## TASK ITEM
Beneath this line is the data. Output exactly the lines from the line with "# for each instance of the mountain slope, put" to the line with "Target: cloud", both ends included, and nothing more.

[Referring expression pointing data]
Content starts
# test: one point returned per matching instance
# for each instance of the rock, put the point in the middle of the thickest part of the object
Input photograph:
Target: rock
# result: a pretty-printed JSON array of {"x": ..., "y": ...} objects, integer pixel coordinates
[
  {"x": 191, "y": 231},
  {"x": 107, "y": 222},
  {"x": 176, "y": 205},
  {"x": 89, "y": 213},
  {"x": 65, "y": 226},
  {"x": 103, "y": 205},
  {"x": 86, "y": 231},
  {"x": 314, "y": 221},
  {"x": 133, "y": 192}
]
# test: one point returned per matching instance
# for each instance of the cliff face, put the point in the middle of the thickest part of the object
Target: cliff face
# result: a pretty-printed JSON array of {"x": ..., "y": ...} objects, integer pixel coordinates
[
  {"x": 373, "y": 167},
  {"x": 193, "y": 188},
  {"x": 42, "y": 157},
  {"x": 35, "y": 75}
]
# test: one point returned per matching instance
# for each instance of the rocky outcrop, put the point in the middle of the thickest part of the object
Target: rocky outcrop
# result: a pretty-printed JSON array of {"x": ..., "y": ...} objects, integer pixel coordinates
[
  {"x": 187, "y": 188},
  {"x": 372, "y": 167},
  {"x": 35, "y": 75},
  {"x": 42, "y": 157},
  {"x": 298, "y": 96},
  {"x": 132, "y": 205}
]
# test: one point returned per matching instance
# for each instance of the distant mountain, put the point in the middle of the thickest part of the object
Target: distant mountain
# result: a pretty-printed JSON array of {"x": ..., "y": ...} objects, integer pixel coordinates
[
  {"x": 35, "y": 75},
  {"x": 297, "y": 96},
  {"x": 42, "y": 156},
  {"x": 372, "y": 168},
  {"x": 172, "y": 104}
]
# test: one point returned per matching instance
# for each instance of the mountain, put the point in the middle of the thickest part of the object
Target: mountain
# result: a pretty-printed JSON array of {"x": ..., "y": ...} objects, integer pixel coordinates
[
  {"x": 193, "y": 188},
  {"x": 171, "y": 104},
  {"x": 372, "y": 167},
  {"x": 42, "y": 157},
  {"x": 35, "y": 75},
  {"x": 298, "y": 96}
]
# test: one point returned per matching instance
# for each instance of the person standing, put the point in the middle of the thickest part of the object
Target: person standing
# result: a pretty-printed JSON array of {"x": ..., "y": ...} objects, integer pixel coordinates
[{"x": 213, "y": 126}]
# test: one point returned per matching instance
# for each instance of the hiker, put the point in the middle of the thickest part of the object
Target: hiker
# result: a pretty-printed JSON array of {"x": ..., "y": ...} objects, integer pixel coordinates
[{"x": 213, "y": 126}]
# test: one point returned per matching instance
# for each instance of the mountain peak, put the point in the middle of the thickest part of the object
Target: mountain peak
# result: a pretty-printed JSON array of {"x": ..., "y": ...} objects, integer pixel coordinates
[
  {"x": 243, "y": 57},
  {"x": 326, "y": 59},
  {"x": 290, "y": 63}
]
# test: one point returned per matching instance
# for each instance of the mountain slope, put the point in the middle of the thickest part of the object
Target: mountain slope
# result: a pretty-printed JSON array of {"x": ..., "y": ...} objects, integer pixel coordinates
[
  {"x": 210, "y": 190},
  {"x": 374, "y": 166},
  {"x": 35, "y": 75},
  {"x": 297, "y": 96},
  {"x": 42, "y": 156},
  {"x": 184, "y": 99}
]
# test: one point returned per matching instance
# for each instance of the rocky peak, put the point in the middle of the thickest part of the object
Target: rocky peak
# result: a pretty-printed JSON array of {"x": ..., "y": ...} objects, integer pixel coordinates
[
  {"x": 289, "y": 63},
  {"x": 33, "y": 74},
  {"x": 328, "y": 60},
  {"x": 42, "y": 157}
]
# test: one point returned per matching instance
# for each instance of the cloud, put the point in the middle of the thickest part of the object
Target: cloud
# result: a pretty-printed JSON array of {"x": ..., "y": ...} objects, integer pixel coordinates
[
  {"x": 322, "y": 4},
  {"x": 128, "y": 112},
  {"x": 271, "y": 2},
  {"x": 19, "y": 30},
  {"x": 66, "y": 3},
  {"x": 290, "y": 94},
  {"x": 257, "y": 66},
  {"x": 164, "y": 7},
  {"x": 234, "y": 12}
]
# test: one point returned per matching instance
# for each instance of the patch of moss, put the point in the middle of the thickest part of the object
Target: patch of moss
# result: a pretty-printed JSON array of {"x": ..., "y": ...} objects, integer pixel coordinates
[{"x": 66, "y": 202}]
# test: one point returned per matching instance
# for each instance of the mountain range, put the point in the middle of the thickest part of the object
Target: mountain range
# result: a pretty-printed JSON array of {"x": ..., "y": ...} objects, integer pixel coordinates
Content ends
## TASK RESULT
# for each instance of the mountain slope, put the point in the middle of the thickest part of the object
Target: mountain slope
# result: a pretty-printed JSON array of {"x": ..., "y": ...} objects, integer pixel coordinates
[
  {"x": 210, "y": 190},
  {"x": 374, "y": 166},
  {"x": 35, "y": 75},
  {"x": 297, "y": 96},
  {"x": 42, "y": 156},
  {"x": 184, "y": 99}
]
# test: one point returned per matching instance
# for each instance of the rocky peak, put the point in the middle of the thickest part of the object
Target: rocky peak
# result: a pretty-printed JSON array of {"x": ..., "y": ...} objects, integer pixel coordinates
[
  {"x": 289, "y": 63},
  {"x": 33, "y": 74},
  {"x": 328, "y": 60},
  {"x": 42, "y": 157}
]
# test: one point returned per matching instance
# for each instance of the cloud, put the point in the middle of the thickest part of the object
Target: cloud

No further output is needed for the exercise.